== Exercise input ==

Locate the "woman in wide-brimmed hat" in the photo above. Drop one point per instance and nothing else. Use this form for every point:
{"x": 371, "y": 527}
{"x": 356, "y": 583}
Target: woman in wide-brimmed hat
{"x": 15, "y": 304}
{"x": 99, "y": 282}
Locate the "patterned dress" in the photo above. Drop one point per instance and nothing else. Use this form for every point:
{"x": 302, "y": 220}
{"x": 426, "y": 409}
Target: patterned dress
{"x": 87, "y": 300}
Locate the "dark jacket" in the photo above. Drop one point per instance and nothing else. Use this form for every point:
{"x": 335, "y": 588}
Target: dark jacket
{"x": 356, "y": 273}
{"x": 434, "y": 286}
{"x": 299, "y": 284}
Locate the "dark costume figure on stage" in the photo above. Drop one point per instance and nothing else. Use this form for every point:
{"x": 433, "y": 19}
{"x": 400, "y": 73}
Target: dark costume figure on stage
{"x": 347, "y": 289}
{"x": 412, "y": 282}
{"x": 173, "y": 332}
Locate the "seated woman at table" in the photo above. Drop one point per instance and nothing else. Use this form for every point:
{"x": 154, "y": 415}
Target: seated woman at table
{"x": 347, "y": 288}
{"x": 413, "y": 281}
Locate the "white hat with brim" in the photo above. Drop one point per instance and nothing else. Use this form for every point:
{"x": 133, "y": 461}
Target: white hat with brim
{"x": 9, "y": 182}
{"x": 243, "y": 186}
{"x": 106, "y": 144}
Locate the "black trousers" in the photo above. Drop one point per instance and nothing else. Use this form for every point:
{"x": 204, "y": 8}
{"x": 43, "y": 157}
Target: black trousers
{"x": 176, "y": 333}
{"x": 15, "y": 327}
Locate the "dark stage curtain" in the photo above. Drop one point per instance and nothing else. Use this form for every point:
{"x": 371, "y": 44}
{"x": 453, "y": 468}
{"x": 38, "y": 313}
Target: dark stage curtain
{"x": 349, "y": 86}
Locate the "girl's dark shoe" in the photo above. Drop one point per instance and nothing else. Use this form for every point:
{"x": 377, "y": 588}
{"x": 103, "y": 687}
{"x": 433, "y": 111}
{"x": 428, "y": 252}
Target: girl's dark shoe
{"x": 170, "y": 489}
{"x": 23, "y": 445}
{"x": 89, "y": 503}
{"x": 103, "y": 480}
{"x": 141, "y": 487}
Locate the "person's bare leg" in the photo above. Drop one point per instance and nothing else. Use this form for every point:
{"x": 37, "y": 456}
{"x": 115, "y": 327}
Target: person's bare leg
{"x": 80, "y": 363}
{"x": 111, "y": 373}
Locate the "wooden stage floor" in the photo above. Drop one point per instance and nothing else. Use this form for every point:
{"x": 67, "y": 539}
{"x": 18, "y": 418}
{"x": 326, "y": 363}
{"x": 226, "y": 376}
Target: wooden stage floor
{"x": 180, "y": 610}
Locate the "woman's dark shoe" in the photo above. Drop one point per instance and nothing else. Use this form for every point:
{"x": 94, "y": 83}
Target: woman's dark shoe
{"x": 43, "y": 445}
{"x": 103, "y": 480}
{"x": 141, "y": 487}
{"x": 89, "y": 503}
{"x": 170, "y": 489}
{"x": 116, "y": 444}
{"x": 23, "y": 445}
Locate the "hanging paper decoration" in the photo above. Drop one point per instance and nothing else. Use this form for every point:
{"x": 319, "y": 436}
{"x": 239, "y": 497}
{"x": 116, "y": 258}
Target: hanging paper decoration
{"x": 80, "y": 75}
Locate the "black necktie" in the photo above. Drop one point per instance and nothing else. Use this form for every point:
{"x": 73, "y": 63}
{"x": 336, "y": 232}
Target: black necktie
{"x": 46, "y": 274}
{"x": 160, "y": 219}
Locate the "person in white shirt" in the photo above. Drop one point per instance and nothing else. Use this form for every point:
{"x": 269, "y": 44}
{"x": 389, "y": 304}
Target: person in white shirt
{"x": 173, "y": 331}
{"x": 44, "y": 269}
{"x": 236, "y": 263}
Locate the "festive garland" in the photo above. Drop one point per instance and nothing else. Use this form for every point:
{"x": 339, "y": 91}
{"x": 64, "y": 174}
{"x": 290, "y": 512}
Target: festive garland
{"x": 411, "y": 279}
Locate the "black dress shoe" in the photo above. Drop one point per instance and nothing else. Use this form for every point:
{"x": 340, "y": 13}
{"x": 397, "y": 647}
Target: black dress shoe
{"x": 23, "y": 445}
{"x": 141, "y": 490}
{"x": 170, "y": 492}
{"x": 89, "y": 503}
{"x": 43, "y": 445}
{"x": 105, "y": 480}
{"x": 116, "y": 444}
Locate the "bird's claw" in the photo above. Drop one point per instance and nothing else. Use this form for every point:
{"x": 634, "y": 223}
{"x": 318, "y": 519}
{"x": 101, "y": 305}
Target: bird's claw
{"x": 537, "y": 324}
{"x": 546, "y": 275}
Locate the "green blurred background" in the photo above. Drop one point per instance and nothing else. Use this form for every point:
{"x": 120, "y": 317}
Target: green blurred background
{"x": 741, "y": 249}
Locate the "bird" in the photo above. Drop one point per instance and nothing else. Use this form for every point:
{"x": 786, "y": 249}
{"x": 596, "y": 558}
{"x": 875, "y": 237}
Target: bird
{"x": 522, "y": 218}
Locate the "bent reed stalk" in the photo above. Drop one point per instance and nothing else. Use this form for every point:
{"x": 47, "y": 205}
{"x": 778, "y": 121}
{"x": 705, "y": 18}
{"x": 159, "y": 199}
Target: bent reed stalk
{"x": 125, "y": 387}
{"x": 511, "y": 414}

===

** Problem to work on **
Show every line in the data above that contains the string "garland", treating uppercase and lowercase letters as different.

** Solved exercise **
Locate the "festive garland" in the photo above. Drop one point per instance and nothing else. Use this form for every point:
Target: festive garland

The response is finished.